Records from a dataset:
============

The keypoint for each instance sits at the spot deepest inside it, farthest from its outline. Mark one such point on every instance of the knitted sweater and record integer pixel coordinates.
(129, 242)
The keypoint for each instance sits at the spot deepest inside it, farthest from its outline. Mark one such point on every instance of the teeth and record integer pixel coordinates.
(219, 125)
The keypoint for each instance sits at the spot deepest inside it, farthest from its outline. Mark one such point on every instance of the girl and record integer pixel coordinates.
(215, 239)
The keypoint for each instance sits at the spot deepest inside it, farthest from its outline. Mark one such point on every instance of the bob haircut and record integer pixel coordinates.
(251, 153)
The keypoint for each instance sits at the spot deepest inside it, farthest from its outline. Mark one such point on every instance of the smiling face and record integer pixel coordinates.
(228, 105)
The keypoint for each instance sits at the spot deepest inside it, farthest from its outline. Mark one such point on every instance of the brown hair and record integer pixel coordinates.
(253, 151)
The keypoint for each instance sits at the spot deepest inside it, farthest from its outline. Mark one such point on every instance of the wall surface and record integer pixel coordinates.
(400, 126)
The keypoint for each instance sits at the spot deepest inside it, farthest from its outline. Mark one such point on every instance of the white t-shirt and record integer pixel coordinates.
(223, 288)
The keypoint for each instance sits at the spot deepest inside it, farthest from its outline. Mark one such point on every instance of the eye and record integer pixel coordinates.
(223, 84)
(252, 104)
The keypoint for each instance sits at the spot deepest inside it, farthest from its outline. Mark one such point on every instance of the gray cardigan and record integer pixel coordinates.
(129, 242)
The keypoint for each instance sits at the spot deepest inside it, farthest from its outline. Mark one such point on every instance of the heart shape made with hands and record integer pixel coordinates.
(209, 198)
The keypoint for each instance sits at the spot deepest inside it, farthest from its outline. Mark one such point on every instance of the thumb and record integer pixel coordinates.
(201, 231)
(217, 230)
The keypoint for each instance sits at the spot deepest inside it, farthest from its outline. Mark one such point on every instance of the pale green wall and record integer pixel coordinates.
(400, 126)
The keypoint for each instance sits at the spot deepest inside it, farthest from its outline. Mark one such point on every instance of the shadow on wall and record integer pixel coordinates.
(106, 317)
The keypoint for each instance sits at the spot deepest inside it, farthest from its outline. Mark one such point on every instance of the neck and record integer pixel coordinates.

============

§ **BRIEF**: Go through the listing and copy all of it exactly.

§ **EXERCISE RESPONSE**:
The keypoint for each instance sits at the spot deepest inside it, farthest from its outline. Mark one such point on every instance of the knitted sweater and record integer pixel coordinates.
(129, 242)
The keypoint for each instance sits at the spot deepest inside it, farthest from its outline. Mark one such point on every instance of the teeth and record integer pixel coordinates.
(219, 125)
The keypoint for each instance sits at the spot deepest inside it, farthest from its outline. Mark one such point on every instance of the girl and record integer pixel coordinates.
(215, 239)
The keypoint for each instance sits at the spot deepest inside it, farthest from its outline. Mark one such point on every instance of the bob haircut and record integer pixel coordinates.
(251, 153)
The keypoint for each instance sits at the spot deepest inside it, farthest from its outline. Mark one such point on every instance of the smiling face and record integer pixel coordinates.
(228, 105)
The keypoint for each instance sits at the spot deepest inside it, farthest from its outline. Mark one such point on every instance of the brown hair and record integer pixel coordinates.
(253, 151)
The keypoint for each instance sits at the spot deepest inside it, farthest from its outline. Mark one such point on every instance of the wall surface and record integer pixel coordinates.
(400, 126)
The keypoint for each instance sits at the spot deepest inside it, farthest from its outline. Mark one such point on every instance of the white t-shirt and record integer pixel coordinates.
(223, 288)
The keypoint for each instance sits at the spot deepest inside it, farthest from its outline. Mark one such point on every instance of the eye and record integer pixel coordinates.
(223, 84)
(252, 104)
The keypoint for each instance sits at the spot deepest inside it, farthest from its outline. Mark one such point on every instance of the gray cardigan and record integer pixel coordinates.
(129, 242)
The keypoint for each instance sits at the spot deepest inside it, farthest from its outline. Mark one such point on every instance of the heart shape made with hands and record integer pixel coordinates.
(209, 198)
The keypoint for each instance sits at the spot deepest inside it, farthest from its outline. Mark one such point on every instance of the thumb and record integer pixel coordinates.
(201, 231)
(217, 230)
The keypoint for each instance sits at the spot deepest inside it, farthest from its outline. Mark one such point on every instance of the pale green wall and record integer pixel coordinates.
(400, 126)
The keypoint for each instance sits at the spot deepest inside it, farthest from its outline. Mark one such point on every instance of the shadow on wall and record integer pixel coordinates.
(106, 317)
The keypoint for each instance sits at the spot deepest inside it, farthest from its outline. Mark one such point on every instance of the neck and record integer pixel coordinates.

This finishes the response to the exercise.